──────── Source document ────────

1. An electromagnetic discharge apparatus comprising
an electrodeless lamp having an envelope made of a light transmitting material;
a fill material within said envelope consisting essentially of a mixture of a mercury halide, iodine, and nitrogen; and
means for coupling high frequency power to the fill material within the envelope to vaporize and excite the fill material whereby the fill material emits light.
2. An electromagnetic discharge apparatus in accordance with claim 1 wherein
said mercury halide is selected from the group consisting of mercuric chloride and mercuric bromide.
3. An electromagnetic discharge apparatus in accordance with claim 1 wherein
said fill material contains a mercury halide, iodine, and nitrogen in the ratio of 1 to 10 milligrams of mercury halide, 0.1 to 0.2 milligrams of iodine, and 1 to 10 torr nitrogen.
4. An electromagnetic discharge apparatus comprising
an electrodeless lamp having an envelope made of a light transmitting material enclosing a fill material; and
means for coupling high frequency power to the fill material within the envelope;
the fill material consisting essentially of a mercury halide, nitrogen, and a source of iodine atoms which are excited to a high energy state when high frequency power is applied;
whereby the fill material emits light when high frequency power is applied thereto.
This application is related to subject matter described in application Ser. No. 307,419 filed concurrently herewith by Joseph M. Proud and Stephen G. Johnson entitled "Electrodeless Ultraviolet Light Source," and in application Ser. No. 307,420 filed concurrently herewith by Joseph M. Proud and Stephen G. Johnson entitled "Electrodeless Light Source."
This invention relates to electromagnetic discharge apparatus. More particularly, it is concerned with electrodeless sources of light.

────────

### [Problems]
1/ According to the patent claims, which two mercury halides may be selected for the apparatus?
2/ Echo the patent claims word for word, from "2. An electromagnetic" to "10 torr nitrogen.".
Rely solely on the patent claims when answering.

──────── Provided records ────────

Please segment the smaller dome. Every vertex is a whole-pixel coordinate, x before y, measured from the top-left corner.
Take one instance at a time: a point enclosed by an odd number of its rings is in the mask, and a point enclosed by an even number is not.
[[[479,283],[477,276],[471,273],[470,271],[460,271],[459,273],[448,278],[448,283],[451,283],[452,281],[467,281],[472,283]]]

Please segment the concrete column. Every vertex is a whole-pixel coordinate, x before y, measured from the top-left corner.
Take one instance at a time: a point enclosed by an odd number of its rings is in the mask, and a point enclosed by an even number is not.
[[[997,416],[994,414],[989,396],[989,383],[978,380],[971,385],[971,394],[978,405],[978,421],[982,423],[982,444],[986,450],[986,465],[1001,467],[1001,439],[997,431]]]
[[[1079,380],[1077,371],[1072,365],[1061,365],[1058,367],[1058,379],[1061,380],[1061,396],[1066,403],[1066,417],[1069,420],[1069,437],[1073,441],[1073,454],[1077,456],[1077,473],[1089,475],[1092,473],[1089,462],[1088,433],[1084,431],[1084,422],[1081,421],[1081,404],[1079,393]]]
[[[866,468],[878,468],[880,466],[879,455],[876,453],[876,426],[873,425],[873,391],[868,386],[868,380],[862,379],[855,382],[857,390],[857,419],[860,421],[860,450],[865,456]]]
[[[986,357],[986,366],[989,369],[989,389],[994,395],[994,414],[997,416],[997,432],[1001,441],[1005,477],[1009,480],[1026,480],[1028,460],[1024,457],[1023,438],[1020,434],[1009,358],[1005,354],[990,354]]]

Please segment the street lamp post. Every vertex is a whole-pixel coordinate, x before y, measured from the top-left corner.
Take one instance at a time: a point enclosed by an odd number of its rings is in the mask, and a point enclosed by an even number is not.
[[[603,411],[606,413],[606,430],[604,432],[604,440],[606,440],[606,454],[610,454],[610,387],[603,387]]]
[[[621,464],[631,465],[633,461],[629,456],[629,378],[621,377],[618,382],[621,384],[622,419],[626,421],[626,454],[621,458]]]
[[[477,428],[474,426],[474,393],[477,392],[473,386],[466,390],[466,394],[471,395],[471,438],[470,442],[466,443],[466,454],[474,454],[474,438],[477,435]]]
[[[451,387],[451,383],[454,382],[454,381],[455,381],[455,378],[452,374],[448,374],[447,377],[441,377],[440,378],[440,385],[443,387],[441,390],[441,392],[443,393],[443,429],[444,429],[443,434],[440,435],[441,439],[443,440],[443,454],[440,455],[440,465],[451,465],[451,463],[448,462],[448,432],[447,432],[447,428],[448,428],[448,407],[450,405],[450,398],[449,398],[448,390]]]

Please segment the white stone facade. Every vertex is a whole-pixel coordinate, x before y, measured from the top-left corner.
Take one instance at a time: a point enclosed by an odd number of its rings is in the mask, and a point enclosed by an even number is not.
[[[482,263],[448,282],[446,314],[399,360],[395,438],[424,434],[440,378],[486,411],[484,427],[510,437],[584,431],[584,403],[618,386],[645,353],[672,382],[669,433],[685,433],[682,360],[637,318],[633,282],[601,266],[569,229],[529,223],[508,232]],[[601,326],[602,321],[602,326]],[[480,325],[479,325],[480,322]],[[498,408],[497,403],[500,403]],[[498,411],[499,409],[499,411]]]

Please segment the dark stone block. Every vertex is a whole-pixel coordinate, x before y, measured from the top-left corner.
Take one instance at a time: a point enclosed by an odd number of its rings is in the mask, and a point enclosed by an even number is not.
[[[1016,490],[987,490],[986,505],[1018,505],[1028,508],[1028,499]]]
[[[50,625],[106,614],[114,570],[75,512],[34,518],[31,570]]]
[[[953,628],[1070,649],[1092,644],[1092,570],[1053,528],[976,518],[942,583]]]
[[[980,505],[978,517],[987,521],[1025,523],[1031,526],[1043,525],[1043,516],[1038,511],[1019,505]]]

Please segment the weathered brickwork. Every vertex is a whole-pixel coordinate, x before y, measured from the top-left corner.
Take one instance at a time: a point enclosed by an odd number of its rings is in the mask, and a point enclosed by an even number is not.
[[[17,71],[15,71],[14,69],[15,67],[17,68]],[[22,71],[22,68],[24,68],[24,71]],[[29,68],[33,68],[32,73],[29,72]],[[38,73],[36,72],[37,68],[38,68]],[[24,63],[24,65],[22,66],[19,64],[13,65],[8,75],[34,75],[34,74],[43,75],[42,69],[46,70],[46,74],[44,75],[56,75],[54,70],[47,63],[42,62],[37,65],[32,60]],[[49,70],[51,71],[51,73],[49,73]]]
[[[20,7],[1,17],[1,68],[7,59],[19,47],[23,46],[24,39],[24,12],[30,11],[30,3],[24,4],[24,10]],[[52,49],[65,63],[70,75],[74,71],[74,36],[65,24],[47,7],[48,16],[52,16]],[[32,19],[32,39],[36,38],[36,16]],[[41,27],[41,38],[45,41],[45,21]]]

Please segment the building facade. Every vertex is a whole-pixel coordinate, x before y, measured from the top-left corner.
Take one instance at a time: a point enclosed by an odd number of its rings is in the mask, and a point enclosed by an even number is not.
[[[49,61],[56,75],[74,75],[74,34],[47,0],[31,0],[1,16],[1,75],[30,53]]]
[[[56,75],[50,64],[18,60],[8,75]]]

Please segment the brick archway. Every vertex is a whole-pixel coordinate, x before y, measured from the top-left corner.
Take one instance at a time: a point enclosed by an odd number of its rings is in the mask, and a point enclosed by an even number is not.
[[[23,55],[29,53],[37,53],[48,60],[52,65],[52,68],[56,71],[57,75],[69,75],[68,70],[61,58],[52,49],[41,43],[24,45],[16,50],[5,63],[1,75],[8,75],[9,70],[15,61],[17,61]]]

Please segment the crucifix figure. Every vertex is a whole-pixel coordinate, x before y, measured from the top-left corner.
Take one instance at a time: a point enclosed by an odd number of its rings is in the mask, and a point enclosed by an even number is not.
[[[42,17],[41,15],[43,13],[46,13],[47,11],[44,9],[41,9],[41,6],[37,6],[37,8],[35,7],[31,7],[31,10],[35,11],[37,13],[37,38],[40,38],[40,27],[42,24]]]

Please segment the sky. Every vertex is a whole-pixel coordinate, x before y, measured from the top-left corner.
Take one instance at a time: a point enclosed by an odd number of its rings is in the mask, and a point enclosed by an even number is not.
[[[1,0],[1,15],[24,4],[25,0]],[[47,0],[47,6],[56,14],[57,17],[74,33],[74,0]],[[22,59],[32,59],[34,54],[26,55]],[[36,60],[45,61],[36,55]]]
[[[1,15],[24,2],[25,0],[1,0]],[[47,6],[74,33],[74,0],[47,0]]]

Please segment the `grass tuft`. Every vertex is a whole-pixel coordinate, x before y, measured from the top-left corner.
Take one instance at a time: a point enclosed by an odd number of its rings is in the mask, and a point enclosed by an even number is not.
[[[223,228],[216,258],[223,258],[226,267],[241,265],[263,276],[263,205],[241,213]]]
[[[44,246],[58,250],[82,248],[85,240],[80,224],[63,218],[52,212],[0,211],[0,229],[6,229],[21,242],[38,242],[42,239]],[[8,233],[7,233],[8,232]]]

────────
──────── Provided records ────────

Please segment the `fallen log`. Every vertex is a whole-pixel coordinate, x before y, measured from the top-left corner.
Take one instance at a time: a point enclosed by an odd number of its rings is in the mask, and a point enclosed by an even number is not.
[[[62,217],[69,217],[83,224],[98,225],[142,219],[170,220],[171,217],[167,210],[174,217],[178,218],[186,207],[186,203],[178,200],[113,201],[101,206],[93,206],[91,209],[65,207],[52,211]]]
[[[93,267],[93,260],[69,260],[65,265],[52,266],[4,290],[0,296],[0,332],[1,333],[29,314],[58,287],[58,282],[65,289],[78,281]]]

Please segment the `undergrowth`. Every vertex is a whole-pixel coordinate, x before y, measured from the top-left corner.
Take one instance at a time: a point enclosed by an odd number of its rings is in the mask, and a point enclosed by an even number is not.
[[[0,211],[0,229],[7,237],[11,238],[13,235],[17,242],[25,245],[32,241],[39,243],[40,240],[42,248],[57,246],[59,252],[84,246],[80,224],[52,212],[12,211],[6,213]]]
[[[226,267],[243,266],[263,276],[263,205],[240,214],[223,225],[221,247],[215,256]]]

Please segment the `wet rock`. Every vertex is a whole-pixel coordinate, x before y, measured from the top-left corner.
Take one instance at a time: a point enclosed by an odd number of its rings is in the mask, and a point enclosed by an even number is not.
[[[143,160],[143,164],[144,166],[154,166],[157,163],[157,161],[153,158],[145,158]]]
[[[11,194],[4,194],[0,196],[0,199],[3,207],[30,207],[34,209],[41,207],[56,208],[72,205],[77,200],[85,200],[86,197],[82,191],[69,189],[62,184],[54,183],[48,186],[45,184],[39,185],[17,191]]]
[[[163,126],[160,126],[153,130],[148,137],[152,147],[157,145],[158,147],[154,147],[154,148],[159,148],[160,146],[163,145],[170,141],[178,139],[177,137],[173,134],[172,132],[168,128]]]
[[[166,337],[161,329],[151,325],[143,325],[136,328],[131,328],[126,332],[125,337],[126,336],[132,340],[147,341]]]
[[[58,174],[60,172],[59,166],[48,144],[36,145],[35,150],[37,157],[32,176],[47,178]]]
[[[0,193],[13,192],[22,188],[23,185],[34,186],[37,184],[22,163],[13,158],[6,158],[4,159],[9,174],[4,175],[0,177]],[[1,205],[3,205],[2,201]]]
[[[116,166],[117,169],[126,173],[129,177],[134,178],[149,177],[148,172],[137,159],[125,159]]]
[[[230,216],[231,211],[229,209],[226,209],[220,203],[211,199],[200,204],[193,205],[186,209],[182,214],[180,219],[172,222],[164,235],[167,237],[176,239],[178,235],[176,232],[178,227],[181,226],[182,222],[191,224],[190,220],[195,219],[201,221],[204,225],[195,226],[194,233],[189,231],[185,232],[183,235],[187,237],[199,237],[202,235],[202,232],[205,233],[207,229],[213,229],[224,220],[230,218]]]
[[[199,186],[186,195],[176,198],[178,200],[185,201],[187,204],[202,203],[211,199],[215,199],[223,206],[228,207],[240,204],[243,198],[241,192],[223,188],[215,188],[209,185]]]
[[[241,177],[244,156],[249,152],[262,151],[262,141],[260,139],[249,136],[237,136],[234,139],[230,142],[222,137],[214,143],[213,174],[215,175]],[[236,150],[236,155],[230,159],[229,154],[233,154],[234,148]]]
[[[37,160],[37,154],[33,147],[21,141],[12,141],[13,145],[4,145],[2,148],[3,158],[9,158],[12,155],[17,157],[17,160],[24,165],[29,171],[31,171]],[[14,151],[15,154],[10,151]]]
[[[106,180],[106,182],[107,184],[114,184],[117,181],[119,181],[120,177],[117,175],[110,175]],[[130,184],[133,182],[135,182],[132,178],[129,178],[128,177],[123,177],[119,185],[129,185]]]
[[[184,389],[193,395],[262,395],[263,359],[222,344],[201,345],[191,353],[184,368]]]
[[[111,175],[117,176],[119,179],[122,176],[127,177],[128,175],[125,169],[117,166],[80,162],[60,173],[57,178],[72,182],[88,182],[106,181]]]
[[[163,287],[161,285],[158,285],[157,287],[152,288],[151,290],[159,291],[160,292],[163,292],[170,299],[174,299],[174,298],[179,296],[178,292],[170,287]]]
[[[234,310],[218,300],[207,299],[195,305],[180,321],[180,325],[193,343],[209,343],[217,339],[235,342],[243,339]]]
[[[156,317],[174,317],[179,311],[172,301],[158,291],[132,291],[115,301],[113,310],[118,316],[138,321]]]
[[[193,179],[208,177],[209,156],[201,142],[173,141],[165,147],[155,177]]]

────────
──────── Provided records ────────

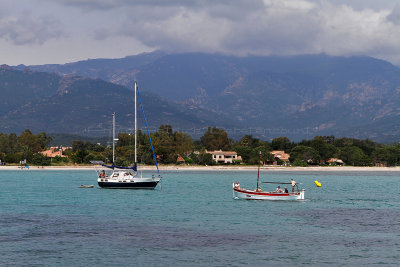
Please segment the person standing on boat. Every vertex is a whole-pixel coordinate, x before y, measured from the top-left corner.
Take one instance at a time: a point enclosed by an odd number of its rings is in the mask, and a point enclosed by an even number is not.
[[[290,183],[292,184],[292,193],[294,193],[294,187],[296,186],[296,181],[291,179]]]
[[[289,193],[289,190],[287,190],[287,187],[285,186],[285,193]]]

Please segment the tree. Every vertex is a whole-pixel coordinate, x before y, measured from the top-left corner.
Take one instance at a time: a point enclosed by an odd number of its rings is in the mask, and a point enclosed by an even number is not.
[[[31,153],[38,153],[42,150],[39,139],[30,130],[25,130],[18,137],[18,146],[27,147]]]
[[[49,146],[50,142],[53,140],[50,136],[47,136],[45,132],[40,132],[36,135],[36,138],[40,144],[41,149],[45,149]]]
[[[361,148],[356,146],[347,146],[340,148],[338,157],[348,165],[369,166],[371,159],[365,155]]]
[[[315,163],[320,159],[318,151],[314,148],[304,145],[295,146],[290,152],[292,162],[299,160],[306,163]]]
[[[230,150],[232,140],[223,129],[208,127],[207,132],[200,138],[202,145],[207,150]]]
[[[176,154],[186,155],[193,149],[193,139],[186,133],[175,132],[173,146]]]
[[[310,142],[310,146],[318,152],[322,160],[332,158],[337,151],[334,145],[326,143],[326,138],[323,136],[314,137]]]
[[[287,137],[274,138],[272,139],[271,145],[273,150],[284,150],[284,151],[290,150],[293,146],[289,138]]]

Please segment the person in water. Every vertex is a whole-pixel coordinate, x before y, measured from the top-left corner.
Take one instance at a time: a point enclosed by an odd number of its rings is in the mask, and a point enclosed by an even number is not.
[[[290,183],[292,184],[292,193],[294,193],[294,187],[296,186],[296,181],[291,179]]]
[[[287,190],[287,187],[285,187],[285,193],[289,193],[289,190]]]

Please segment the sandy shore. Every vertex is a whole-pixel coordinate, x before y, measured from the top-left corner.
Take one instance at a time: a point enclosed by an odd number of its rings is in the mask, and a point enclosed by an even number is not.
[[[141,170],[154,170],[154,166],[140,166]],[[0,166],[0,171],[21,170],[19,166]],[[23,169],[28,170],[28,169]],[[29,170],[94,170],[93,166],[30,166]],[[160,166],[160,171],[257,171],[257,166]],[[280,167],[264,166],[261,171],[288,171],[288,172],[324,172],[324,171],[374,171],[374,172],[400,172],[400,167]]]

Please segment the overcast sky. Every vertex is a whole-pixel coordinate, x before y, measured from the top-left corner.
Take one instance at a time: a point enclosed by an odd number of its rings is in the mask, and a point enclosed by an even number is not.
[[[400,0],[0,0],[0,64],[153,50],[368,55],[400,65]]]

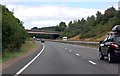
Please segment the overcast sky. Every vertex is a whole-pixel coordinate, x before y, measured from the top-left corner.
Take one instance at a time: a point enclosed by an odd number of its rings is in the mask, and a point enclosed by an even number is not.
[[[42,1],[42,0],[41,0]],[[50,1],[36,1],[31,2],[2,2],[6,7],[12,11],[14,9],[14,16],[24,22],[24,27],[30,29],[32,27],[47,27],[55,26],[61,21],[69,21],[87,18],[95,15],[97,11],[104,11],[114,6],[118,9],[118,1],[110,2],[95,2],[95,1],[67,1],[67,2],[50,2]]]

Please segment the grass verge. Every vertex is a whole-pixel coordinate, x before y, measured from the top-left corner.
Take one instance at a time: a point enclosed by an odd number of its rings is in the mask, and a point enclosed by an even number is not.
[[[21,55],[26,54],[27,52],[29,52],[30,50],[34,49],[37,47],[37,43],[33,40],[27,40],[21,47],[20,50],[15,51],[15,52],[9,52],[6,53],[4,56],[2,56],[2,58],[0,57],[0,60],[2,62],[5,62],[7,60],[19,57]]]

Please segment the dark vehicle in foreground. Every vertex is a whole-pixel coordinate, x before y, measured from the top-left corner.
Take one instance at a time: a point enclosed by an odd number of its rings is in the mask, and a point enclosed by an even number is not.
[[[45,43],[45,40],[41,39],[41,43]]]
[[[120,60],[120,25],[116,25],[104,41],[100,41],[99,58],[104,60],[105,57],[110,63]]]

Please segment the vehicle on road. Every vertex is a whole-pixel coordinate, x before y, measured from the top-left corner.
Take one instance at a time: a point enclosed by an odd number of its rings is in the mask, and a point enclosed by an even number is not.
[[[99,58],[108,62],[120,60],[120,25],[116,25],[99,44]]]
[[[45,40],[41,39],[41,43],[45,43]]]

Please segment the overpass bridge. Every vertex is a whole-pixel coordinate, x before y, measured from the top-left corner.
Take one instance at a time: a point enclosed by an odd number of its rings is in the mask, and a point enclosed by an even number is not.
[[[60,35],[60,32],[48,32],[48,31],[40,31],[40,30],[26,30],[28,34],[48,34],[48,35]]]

────────

### [Exercise responses]
1/ Mercuric chloride and mercuric bromide.

2/
2. An electromagnetic discharge apparatus in accordance with claim 1 wherein
said mercury halide is selected from the group consisting of mercuric chloride and mercuric bromide.
3. An electromagnetic discharge apparatus in accordance with claim 1 wherein
said fill material contains a mercury halide, iodine, and nitrogen in the ratio of 1 to 10 milligrams of mercury halide, 0.1 to 0.2 milligrams of iodine, and 1 to 10 torr nitrogen.